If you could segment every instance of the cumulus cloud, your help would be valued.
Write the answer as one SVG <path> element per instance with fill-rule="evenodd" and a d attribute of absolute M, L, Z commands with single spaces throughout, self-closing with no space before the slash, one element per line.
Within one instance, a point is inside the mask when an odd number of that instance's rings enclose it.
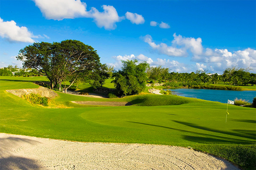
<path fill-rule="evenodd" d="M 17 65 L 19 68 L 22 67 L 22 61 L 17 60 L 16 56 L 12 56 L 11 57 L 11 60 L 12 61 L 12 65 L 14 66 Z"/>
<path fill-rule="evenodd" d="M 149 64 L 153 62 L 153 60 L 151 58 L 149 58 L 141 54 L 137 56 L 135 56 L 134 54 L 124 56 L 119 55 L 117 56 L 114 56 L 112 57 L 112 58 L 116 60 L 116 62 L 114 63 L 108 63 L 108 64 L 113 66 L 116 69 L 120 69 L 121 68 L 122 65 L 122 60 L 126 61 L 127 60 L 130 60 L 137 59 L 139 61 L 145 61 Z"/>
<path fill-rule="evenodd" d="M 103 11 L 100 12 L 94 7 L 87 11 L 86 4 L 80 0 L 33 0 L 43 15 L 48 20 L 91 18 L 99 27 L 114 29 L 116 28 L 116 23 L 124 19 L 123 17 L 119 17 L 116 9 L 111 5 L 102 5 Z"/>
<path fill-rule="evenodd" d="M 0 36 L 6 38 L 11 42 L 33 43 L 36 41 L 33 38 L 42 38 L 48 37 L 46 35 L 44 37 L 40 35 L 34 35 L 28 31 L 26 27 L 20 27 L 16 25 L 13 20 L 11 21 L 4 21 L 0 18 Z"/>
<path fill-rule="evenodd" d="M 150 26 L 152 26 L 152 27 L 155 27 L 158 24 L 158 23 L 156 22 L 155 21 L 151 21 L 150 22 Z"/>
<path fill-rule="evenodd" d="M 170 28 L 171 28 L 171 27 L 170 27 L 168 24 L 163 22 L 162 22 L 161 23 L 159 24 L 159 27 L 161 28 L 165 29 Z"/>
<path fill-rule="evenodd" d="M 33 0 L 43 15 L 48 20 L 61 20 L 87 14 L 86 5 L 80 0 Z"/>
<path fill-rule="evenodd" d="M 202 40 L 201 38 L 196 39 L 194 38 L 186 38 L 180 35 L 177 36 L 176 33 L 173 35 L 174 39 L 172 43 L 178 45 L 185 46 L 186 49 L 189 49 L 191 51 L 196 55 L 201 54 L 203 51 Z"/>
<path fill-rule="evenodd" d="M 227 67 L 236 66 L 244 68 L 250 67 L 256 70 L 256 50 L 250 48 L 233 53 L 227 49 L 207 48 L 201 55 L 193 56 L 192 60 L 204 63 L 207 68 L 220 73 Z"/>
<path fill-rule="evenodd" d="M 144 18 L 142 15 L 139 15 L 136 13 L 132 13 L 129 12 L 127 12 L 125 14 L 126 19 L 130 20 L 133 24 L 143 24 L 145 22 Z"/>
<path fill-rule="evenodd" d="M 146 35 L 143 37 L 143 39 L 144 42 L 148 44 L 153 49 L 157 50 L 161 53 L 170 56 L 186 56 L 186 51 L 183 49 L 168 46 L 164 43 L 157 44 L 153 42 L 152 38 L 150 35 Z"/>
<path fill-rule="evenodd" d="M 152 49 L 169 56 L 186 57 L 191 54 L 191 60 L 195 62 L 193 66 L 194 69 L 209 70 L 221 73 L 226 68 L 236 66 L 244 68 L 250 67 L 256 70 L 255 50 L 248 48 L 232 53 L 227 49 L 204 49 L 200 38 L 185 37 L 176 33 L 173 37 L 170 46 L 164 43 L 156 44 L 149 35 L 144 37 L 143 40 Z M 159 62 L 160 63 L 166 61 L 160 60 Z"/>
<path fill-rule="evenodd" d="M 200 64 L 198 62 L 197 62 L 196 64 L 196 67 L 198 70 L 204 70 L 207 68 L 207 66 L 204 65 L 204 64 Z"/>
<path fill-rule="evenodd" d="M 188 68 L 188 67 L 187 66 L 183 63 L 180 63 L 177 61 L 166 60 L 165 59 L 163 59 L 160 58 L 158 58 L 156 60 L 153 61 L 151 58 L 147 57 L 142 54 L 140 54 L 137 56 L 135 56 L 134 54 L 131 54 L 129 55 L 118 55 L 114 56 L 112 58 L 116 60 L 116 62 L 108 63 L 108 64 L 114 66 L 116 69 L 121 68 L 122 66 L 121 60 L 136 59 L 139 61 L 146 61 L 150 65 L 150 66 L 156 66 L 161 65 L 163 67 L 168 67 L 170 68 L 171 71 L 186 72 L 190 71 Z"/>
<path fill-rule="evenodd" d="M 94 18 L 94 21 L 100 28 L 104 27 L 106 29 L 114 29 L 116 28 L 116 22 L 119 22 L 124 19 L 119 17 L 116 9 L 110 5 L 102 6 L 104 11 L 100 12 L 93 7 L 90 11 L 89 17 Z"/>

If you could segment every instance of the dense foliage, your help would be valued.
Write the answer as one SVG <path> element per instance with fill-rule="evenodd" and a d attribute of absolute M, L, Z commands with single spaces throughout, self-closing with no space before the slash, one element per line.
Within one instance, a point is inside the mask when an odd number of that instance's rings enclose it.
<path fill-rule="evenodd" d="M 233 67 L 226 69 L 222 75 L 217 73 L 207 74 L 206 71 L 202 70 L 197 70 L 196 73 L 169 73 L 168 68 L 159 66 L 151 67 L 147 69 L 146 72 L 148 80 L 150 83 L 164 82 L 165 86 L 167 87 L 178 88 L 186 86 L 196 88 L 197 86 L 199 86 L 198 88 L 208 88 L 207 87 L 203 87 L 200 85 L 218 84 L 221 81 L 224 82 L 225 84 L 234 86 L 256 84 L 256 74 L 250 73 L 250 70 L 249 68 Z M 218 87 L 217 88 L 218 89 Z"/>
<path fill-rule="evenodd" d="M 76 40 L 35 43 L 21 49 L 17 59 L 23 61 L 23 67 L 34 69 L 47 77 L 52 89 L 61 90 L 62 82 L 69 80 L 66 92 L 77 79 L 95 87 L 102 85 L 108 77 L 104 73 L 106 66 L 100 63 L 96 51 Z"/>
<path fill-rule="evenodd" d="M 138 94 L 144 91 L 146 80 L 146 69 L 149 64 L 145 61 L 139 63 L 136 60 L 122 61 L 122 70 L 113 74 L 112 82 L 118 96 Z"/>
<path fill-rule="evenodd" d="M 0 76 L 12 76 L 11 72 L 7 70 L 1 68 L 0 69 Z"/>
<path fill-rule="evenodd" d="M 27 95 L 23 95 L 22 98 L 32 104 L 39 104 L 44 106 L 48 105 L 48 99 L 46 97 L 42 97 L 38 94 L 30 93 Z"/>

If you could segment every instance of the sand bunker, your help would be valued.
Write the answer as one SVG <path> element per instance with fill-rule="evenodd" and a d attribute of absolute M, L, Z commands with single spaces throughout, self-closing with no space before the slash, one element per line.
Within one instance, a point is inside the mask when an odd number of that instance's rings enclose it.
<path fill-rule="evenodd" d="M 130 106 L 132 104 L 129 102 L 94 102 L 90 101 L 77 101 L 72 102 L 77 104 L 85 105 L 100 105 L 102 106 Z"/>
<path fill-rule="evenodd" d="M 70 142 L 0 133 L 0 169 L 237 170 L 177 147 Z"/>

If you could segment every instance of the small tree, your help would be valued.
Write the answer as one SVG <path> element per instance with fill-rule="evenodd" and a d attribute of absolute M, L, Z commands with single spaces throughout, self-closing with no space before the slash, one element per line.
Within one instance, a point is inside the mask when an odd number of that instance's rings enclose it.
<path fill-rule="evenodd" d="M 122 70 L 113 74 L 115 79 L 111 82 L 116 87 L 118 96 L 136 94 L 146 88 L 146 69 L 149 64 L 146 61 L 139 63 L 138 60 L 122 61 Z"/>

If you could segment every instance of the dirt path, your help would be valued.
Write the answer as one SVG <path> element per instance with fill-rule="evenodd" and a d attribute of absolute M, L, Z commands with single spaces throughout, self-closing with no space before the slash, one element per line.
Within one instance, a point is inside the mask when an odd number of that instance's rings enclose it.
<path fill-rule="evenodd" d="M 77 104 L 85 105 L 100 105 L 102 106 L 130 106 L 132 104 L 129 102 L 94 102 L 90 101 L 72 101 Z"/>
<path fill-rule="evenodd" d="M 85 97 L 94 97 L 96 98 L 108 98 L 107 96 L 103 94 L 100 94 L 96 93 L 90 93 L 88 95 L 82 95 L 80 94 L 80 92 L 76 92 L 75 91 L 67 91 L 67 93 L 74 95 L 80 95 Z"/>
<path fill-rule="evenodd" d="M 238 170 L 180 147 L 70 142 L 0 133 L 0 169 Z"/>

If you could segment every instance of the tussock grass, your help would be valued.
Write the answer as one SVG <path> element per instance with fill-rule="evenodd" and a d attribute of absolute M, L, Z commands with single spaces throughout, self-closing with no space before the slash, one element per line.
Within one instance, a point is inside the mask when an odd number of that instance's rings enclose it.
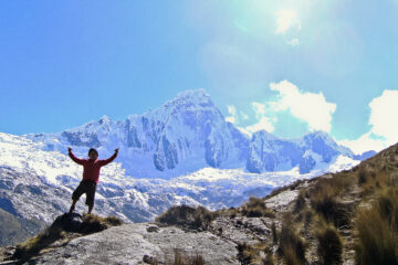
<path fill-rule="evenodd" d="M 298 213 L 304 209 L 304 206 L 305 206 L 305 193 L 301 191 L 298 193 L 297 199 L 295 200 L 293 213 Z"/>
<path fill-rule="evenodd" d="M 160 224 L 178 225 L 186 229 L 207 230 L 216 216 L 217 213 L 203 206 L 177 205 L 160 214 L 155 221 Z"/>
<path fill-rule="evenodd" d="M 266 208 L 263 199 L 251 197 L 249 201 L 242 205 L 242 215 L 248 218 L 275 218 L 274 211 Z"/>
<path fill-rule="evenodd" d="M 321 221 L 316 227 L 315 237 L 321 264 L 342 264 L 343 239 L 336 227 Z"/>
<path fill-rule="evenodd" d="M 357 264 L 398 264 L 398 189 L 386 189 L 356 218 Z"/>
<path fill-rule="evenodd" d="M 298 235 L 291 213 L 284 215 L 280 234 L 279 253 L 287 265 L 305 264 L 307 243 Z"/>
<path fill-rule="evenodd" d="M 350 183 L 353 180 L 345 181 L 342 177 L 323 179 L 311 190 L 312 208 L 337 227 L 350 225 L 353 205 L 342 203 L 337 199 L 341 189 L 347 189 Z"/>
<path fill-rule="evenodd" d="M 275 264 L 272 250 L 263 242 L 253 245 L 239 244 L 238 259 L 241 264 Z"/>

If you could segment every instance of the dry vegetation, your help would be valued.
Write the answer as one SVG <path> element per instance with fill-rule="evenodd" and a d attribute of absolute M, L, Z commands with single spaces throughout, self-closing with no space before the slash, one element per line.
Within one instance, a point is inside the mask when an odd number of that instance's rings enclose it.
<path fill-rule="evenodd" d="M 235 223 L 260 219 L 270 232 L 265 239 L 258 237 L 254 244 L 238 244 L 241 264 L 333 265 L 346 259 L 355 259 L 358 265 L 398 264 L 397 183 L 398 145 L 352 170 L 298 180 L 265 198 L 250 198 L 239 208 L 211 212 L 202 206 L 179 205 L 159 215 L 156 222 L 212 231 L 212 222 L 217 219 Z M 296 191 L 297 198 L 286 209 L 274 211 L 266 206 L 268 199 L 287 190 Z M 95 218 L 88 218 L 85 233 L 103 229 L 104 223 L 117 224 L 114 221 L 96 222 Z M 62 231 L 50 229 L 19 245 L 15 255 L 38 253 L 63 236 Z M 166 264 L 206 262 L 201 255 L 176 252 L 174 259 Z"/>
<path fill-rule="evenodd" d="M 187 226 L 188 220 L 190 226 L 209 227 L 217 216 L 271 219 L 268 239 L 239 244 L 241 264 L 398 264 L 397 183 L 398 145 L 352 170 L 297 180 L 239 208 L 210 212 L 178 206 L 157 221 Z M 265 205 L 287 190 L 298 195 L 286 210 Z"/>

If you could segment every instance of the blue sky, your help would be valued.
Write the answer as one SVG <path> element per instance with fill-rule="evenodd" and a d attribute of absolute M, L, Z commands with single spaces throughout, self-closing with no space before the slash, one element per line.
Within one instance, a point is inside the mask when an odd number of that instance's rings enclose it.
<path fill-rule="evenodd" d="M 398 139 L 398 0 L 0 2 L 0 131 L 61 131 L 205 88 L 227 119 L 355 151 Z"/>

··········

■ The problem ■
Render the stretch of the records from the line that contains "If you could segment every instance of the tussock" through the line that contains "275 264 L 272" as a Markdown table with the columns Row and Text. Give each line its own numbered row, and leave out blank lines and the picture.

■ Answer to the problem ■
| Row | Text |
|---|---|
| 1 | If you could segment every instance of the tussock grass, your help would be valued. |
| 2 | Write the answer as one SVG <path> element per instance with fill-rule="evenodd" and a d attribute of absolute M, L, Z commands with single spaces throughout, self-closing with no space before the slash, one element per line. |
| 3 | Within one instance, a point is inside the mask when an odd number of that instance's rings enclose it. |
| 4 | <path fill-rule="evenodd" d="M 298 213 L 304 209 L 304 206 L 305 206 L 305 193 L 301 191 L 298 193 L 297 199 L 295 200 L 293 213 Z"/> |
| 5 | <path fill-rule="evenodd" d="M 160 224 L 178 225 L 186 229 L 207 230 L 216 216 L 217 213 L 203 206 L 177 205 L 160 214 L 155 221 Z"/> |
| 6 | <path fill-rule="evenodd" d="M 266 208 L 263 199 L 251 197 L 249 201 L 242 205 L 242 215 L 248 218 L 275 218 L 274 211 Z"/> |
| 7 | <path fill-rule="evenodd" d="M 321 221 L 316 227 L 315 237 L 321 264 L 342 264 L 343 239 L 336 227 Z"/> |
| 8 | <path fill-rule="evenodd" d="M 357 264 L 398 264 L 398 189 L 386 189 L 356 218 Z"/> |
| 9 | <path fill-rule="evenodd" d="M 298 235 L 291 213 L 284 215 L 280 234 L 279 253 L 287 265 L 305 264 L 307 243 Z"/> |
| 10 | <path fill-rule="evenodd" d="M 350 183 L 353 180 L 345 181 L 342 177 L 323 179 L 311 190 L 312 208 L 337 227 L 350 225 L 353 205 L 342 203 L 337 199 L 341 189 L 347 189 Z"/> |
| 11 | <path fill-rule="evenodd" d="M 275 264 L 272 250 L 263 242 L 253 245 L 239 244 L 238 259 L 241 264 Z"/> |